:: TEXTE PRÉSENTÉ ::
▼

57. Extrait de l'arrêt de la Ire Cour civile du 17 septembre 1985 dans la cause Negresco S.A. contre la Masse en faillite de Socsil S.A. (recours en réforme)

Regeste

Art. 718 Abs. 1 OR .
1. Der klare Wortlaut einer solidarischen Verbindlichkeit schliesst jede Auslegung im Sinne einer Bürgschaft aus (E. 2).
2. Aufgabe der Rechtsprechung zu Art. 718 Abs. 1 OR , die verlangte, dass die Handlung des Organs tatsächlich dem Gesellschaftszweck diene, und den guten Glauben des Vertragspartners unberücksichtigt liess (E. 3).

Sachverhalt ab Seite 285

BGE 111 II 284 S. 285

A.- Socsil S.A. - dont la faillite a été prononcée le 11 septembre 1980 - avait pour but la "fabrication, vente et exportation du protoxyde d'azote et autres gaz narcotiques, exportation d'appareils d'analgésie et de narcose ainsi que l'exportation et l'importation de marchandises de toutes sortes". Elle était engagée par la signature individuelle de feu Eli Pinkas, connu dans les milieux d'affaires vaudois. Celui-ci a commis de nombreuses escroqueries afin de se procurer les fonds dont il avait besoin pour ses dépenses personnelles. Il empruntait des sommes importantes, au nom de Socsil S.A. ou de sociétés panaméennes qu'il contrôlait, en offrant des intérêts substantiels, puis utilisait vraisemblablement ces fonds pour ses besoins propres. Il a mêlé formellement Socsil S.A. à ces opérations, en la faisant apparaître comme caution ou codébiteur solidaire des emprunts consentis par des tiers. Aucune trace n'a été trouvée, dans les comptes de Socsil S.A., d'un transfert effectif de fonds en faveur de cette dernière.
Dans ce contexte, Marcel Stern a investi des fonds jusqu'à concurrence de 3'050'000 francs dans les affaires de Pinkas, ce dernier lui assurant que ces fonds seraient placés auprès de Socsil S.A., soit directement, soit indirectement par l'intermédiaire d'autres sociétés.
Les fonds ainsi versés par Stern provenaient de prêts que lui avait faits Gérard Tersmeden. Cette créance de Tersmeden a été cédée à Negresco S.A., société panaméenne dont Tersmeden était le représentant et l'actionnaire. Quant à la dette de Stern, elle a été reprise par une autre société panaméenne, Transfina Corporation.

▲

:: CONSIGNE ::
D'après l'extrait d'arrêt, à quelle date la faillite de Socsil S.A. a-t-elle été prononcée ?

[Entrées d'un jeu d'annotations par points]
▼

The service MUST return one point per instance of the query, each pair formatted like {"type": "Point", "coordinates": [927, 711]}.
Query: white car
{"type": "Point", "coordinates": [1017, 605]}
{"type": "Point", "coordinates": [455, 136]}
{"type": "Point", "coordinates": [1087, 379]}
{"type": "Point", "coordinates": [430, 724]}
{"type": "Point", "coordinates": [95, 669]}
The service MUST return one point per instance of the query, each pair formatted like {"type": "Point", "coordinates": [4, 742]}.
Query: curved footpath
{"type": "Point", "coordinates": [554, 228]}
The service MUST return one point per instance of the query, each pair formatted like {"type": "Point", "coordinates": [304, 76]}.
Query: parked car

▲

:: RÉPONSE ::
Le 11 septembre 1980.